(Task to carry out): Can you copy, character for character, the stretch of the data below from the line containing "Would you be able to mark the shoreline" through the end, leaving out the pictures?

Stored dataset items

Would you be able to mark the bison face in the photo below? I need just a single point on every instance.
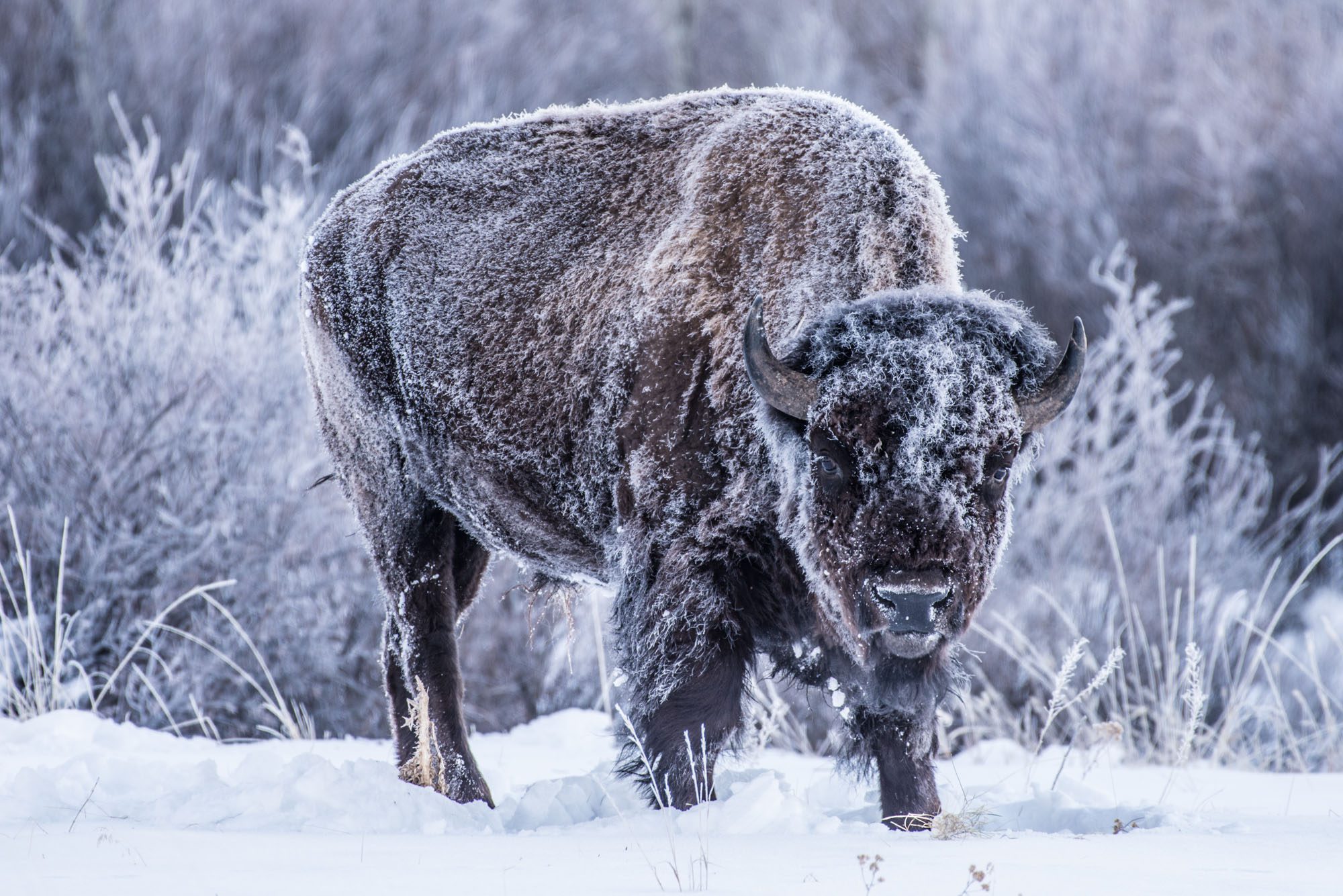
(896, 428)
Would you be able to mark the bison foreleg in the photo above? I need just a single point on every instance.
(903, 746)
(680, 738)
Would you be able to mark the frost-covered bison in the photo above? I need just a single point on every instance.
(711, 350)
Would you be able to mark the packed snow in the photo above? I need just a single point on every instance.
(92, 805)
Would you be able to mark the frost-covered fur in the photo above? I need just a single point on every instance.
(526, 337)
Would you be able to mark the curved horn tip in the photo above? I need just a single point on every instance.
(785, 389)
(1047, 403)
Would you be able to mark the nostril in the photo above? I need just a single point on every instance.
(910, 611)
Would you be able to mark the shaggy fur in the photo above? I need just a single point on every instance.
(526, 337)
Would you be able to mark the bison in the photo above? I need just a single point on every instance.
(710, 350)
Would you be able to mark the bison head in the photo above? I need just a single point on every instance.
(896, 428)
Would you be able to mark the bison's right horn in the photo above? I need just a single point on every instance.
(784, 388)
(1059, 389)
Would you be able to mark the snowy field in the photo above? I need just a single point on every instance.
(89, 805)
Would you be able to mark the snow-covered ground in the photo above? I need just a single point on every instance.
(89, 805)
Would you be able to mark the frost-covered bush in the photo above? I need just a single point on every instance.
(1204, 132)
(1149, 525)
(154, 392)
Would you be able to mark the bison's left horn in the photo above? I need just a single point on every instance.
(1047, 403)
(784, 388)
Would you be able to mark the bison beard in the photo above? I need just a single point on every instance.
(551, 336)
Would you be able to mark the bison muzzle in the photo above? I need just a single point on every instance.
(712, 352)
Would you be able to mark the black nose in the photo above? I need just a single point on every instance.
(907, 611)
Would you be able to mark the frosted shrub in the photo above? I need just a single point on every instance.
(155, 395)
(1148, 526)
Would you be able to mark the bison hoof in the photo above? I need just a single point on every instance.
(456, 780)
(914, 822)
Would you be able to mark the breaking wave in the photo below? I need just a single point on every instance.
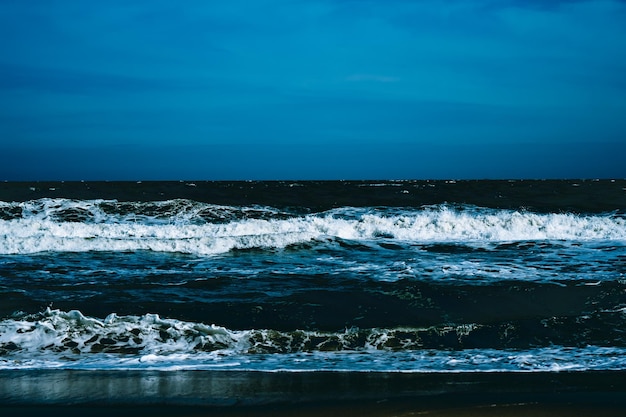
(70, 340)
(190, 227)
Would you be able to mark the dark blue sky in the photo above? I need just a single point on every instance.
(304, 89)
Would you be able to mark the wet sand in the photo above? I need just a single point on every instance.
(225, 393)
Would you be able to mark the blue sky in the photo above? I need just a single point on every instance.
(304, 89)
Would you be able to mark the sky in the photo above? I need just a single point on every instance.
(312, 89)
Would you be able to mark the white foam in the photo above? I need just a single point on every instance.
(182, 230)
(70, 340)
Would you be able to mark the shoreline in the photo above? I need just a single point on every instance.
(233, 392)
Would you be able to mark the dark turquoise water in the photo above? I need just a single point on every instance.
(396, 276)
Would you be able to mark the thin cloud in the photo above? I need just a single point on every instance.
(372, 78)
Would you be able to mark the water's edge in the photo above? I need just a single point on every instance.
(235, 388)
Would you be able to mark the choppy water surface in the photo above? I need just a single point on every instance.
(348, 276)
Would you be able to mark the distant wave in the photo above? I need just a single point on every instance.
(190, 227)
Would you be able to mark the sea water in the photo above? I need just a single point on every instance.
(344, 276)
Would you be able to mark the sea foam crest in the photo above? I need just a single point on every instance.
(190, 227)
(60, 339)
(56, 331)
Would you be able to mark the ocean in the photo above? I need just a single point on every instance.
(279, 279)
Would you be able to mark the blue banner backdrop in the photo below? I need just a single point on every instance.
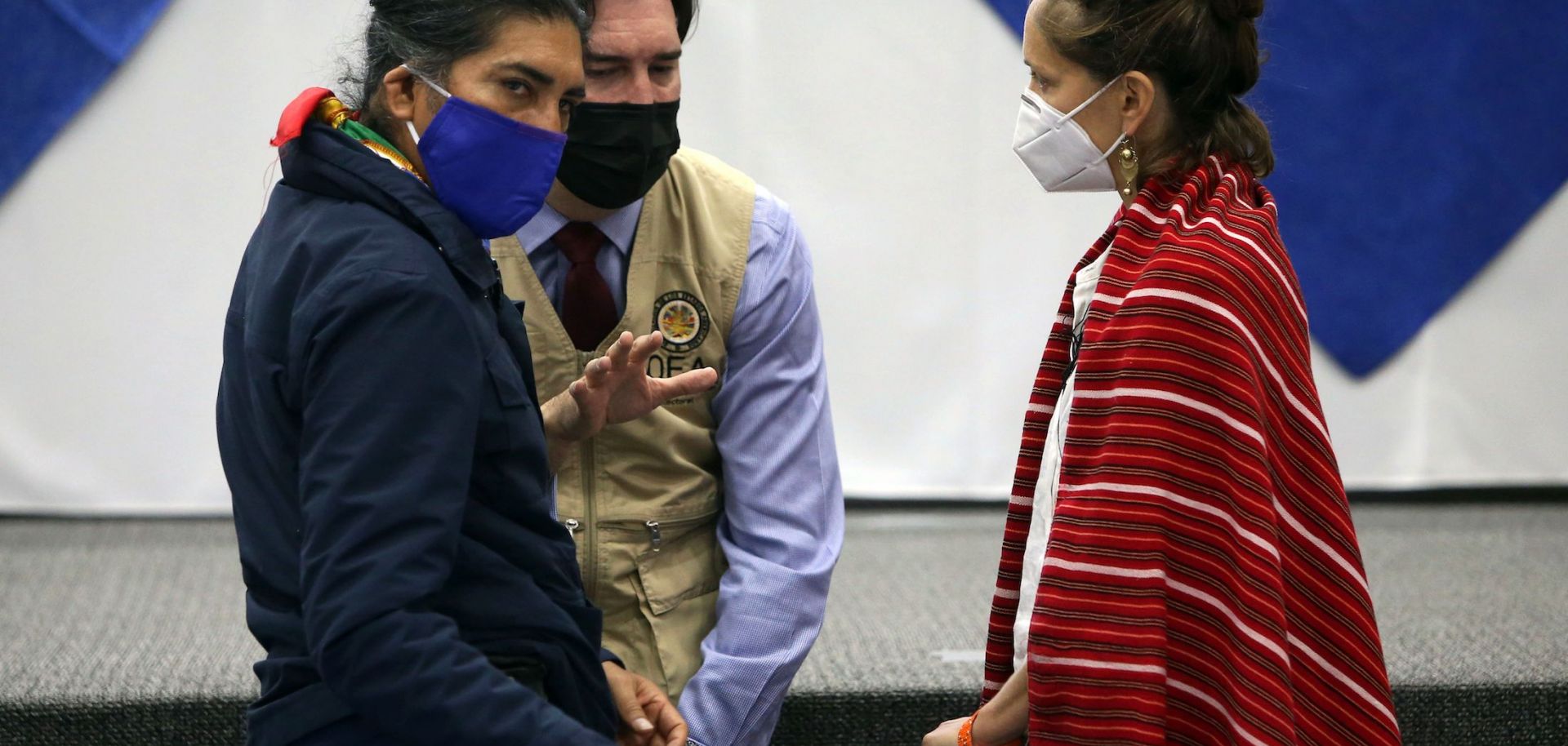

(Solution to this exercise):
Would you be able to mark the shoreline in the photo above? I need just a single point on every instance.
(233, 392)
Would you be able to mark the dark turquoise water in the photo above? I need just a single point on every instance.
(396, 276)
Would you be able to mark the thin cloud in the photo above? I need just a single point on every instance.
(372, 78)
Would you be able to mark the water's edge in the photo above? I need just a single point on every instance.
(235, 388)
Would you be able to mark the choppy water surface in the photo above? I need just a single point on every instance.
(348, 276)
Would you be able to mark the distant wave in the photo above? I need just a single point on every instance.
(190, 227)
Would you be able to mark the sea water in the photo above? I need just a single point on every instance.
(344, 276)
Would you be able to mark the sea foam crest in the photo above? I need just a single point on every instance.
(190, 227)
(60, 339)
(56, 331)
Would you be able to mark the ocean in the photo above? I need just a single point on every instance.
(279, 279)
Would you be able to mark the blue banner backdrop in the photo below? I need just a single point on every instance.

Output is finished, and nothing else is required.